Could you please find each line in the records that contains the word "window" and copy it?

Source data
§
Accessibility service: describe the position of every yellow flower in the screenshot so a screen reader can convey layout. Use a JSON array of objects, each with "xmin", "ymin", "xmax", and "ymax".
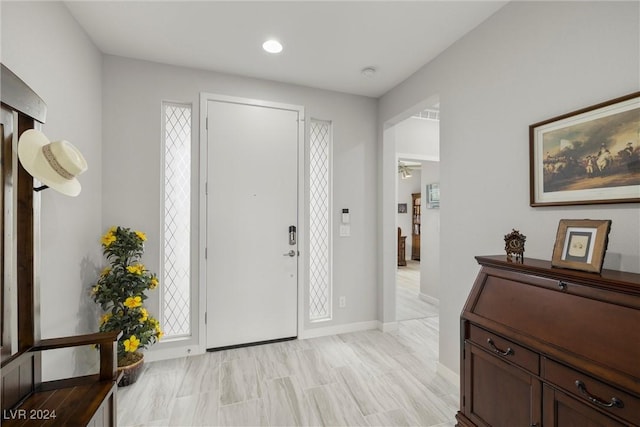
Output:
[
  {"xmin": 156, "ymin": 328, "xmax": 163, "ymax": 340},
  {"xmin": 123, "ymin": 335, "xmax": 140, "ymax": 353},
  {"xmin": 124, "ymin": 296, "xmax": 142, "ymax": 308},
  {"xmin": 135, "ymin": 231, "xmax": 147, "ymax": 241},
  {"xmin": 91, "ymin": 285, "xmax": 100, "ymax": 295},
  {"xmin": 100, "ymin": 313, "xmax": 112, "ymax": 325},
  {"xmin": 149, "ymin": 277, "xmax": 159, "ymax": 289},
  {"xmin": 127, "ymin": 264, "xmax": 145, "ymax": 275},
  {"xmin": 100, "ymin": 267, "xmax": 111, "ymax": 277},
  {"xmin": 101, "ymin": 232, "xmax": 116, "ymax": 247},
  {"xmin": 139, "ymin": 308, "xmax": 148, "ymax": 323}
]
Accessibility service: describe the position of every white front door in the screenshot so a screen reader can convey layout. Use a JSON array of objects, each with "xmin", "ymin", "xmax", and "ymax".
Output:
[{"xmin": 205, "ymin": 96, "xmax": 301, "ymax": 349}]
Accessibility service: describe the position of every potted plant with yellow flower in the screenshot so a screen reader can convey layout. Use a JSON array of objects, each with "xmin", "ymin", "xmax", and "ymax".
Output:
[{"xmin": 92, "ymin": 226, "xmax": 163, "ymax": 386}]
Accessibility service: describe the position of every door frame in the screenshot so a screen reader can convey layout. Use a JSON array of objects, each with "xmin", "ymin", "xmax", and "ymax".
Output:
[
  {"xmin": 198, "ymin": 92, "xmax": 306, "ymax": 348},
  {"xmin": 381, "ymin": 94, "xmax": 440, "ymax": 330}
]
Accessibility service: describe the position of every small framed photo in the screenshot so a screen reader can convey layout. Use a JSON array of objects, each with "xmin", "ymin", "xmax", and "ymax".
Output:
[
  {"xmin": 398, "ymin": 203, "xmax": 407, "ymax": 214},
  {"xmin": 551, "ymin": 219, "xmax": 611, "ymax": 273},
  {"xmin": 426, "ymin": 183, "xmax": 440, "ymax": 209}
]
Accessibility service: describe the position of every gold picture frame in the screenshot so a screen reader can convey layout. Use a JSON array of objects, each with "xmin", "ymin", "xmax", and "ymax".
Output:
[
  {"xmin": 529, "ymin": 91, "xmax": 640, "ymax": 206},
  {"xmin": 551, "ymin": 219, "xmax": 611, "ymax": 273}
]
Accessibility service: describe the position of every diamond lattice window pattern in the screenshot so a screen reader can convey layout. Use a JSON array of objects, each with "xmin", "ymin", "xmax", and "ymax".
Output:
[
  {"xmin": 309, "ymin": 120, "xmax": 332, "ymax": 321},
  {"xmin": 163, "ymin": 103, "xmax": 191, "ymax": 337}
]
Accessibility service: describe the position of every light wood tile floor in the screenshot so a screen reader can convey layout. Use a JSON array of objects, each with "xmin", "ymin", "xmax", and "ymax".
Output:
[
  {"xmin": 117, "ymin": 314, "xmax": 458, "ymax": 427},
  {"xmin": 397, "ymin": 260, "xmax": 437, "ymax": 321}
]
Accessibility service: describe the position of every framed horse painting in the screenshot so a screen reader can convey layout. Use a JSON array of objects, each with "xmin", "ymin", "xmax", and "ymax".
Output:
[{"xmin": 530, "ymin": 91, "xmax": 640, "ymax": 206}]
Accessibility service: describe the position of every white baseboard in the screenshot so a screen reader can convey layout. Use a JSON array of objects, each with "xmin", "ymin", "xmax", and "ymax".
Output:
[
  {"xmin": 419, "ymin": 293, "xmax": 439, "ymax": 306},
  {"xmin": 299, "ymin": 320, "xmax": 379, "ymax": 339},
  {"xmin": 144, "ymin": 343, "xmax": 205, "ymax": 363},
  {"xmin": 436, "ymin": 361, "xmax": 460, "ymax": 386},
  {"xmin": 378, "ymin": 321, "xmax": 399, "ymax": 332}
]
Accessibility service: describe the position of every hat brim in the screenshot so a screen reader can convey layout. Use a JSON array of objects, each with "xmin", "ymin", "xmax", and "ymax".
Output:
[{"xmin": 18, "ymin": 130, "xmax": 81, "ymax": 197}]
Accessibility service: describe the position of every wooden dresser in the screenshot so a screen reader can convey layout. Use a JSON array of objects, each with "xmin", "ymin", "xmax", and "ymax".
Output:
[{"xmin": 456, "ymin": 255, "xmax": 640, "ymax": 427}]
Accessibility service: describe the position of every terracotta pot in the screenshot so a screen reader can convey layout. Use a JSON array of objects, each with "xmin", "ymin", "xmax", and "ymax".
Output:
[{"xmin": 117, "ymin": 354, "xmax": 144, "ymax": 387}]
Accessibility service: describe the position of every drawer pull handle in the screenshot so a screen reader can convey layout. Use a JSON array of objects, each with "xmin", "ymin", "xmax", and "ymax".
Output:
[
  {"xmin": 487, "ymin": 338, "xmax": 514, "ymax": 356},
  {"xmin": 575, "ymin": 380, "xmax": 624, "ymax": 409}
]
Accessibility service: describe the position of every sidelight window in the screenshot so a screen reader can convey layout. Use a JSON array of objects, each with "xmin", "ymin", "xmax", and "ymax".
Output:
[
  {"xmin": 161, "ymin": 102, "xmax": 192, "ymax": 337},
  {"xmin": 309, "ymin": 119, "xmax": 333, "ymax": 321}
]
§
Solution for this problem →
Accessibility service: describe the position of every diamond lattice window pattern in the screenshot so a screen reader can convey layout. Use a JSON array of objects, each with "xmin", "ymin", "xmax", and "ymax".
Accessibility service: describe the position of every sidelight window in the screenshot so a screen reader can convey layout. Use a JSON array of objects, each with "xmin", "ymin", "xmax", and "ymax".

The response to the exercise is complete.